- Instructions to follow:
Copy out all of the material below, swapping every "one element per line" for "one element per row" and keeping everything else unchanged.

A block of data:
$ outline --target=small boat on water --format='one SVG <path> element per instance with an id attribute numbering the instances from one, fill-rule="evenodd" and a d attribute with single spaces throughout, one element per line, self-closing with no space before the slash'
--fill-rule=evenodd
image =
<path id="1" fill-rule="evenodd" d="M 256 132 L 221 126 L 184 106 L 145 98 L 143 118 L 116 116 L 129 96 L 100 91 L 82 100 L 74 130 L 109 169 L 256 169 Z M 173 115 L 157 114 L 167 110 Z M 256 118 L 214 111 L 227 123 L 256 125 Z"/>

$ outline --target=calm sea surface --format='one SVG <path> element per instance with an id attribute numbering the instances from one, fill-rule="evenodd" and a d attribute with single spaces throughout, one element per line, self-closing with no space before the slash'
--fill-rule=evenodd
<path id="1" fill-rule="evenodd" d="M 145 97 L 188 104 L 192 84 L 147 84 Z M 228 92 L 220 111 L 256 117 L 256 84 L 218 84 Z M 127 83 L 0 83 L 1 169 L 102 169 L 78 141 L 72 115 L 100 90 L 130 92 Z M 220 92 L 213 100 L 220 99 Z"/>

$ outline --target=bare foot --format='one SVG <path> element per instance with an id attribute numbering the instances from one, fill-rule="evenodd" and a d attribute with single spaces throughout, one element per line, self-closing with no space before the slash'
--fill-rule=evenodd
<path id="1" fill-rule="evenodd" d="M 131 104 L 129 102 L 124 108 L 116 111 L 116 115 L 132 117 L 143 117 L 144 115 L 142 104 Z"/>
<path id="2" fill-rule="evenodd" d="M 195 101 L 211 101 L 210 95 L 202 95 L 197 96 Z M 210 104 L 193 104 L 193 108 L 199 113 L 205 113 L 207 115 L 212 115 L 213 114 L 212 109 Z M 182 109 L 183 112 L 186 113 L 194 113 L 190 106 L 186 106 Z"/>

- Written solution:
$ outline --target=small boat on water --format='one SVG <path> element per instance with an id attribute numbering the instances from one, fill-rule="evenodd" and a d attribute with single spaces throughout, one element per row, self-closing with no space before the slash'
--fill-rule=evenodd
image =
<path id="1" fill-rule="evenodd" d="M 256 132 L 221 126 L 184 106 L 145 98 L 143 118 L 116 116 L 129 96 L 100 91 L 82 100 L 74 130 L 109 169 L 256 169 Z M 173 115 L 157 114 L 167 110 Z M 256 118 L 214 111 L 227 123 L 256 125 Z"/>

$ outline --target=calm sea surface --format='one SVG <path> element per instance with an id attribute numbering the instances from one, fill-rule="evenodd" and a d attribute with single spaces throughout, one element per row, self-closing with no space before the slash'
--fill-rule=evenodd
<path id="1" fill-rule="evenodd" d="M 145 97 L 188 104 L 192 84 L 147 84 Z M 228 92 L 220 111 L 256 117 L 256 84 L 218 84 Z M 127 83 L 0 83 L 1 169 L 102 169 L 78 141 L 72 115 L 100 90 L 130 92 Z M 220 92 L 213 100 L 220 99 Z"/>

$ outline --target=bare foot --format='one SVG <path> element per instance with an id attribute numbering the instances from one, fill-rule="evenodd" and a d attribute with single spaces throughout, one element per row, self-closing with no space before the slash'
--fill-rule=evenodd
<path id="1" fill-rule="evenodd" d="M 131 104 L 129 102 L 124 108 L 116 111 L 116 115 L 132 117 L 143 117 L 144 115 L 142 104 Z"/>
<path id="2" fill-rule="evenodd" d="M 195 101 L 211 101 L 210 95 L 202 95 L 197 96 Z M 210 104 L 193 104 L 193 108 L 199 113 L 205 113 L 207 115 L 212 115 L 213 114 L 212 109 Z M 182 109 L 183 112 L 186 113 L 194 113 L 190 106 L 186 106 Z"/>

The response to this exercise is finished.